* PROBLEM DESCRIPTION *
Swap "vulture" for "buzzard" everywhere it occurs in the lines below, leaving everything else unchanged. Leave the pictures out of your answer.

* PROVIDED MATERIAL *
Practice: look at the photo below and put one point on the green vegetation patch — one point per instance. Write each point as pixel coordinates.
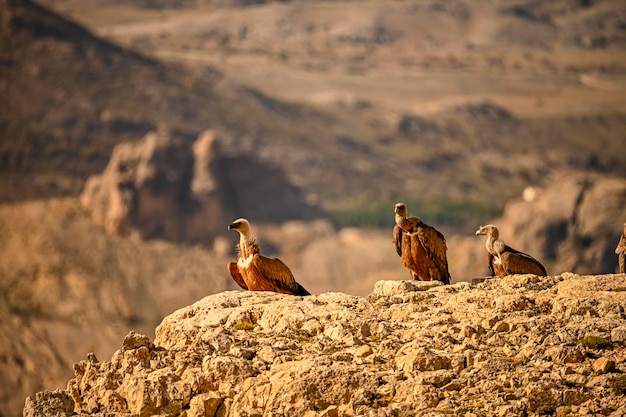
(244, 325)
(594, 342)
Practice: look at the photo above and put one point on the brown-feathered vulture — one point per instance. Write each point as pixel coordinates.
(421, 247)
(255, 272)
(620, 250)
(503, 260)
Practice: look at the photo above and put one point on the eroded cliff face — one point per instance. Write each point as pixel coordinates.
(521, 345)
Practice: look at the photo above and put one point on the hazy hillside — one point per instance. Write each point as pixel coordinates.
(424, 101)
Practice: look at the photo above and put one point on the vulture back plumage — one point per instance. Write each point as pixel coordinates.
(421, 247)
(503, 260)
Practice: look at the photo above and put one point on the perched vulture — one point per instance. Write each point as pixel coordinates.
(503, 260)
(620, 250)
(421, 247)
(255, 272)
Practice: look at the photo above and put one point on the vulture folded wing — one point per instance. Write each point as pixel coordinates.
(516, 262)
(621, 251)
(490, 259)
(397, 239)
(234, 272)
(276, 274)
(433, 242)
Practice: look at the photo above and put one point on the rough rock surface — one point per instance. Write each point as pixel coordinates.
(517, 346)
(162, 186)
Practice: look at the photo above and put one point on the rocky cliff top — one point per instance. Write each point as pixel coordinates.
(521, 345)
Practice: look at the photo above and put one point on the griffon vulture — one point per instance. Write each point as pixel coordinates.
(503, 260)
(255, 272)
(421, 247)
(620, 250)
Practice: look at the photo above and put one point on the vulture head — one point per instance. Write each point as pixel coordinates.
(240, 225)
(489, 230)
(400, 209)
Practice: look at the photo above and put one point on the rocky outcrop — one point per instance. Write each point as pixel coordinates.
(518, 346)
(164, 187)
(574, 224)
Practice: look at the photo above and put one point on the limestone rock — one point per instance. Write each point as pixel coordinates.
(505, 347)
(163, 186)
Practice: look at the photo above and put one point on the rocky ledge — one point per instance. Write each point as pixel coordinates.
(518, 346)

* THE OUTPUT *
Practice: look at the photo below and put one point on the green vegetation patch — one point per instance. Write each point as pixel coordinates.
(244, 325)
(594, 342)
Practice: look at the photo above and put one point on the brown-feathered buzzard — one point per instance. Write each point as pixel coordinates.
(421, 247)
(255, 272)
(620, 250)
(503, 260)
Practice: look at the photo above and put one point on the eroded cliff face — one point per instance. Write each point as pixel coordinates.
(521, 345)
Practice: look at the photo above and put one point on the hazy hillside — one point per instance. Write each point as pixel coordinates.
(424, 101)
Practice: look at the photo above and put one point on the buzzard back plumage — one point per instance. Write each point as pixel coordinates.
(421, 247)
(503, 260)
Practice: look at the photo above and put one point on the perched buzzard — one point per instance. Write each point as pixel coordinates.
(503, 260)
(620, 250)
(421, 247)
(255, 272)
Practice: look at the photo above and put one point on the buzzard folded wing — one point per instance. Write each point as pixel coordinates.
(516, 262)
(621, 251)
(490, 259)
(397, 239)
(234, 272)
(276, 274)
(433, 242)
Practice: look at the photo above and put one point on the rough rock surface — one point per instance. Write each point as pixel coordinates.
(517, 346)
(162, 186)
Practice: look at the photo above and put one point on the rocky cliff top — one point per instance. Write each point as pixel coordinates.
(521, 345)
Practice: look at the photo above and put one point on the griffon buzzard — one point per instance. Write each point as pixel coordinates.
(503, 260)
(255, 272)
(421, 247)
(620, 250)
Practice: look at the photo above and put one point on the buzzard head — one point per instance. Write each point as pixel coordinates.
(240, 225)
(489, 230)
(400, 209)
Practice: look at the photo above and put one point on the rocky outcrop — one point per instance. Write each point as pixel coordinates.
(518, 346)
(164, 187)
(574, 224)
Practice: look at the photo above and put one point on the limestone rock — one point per instance. Write each point as pixel coordinates.
(505, 347)
(163, 186)
Practice: look at the photo above and put one point on the rocky ledge — one point per instance. Write each point as pixel coordinates.
(518, 346)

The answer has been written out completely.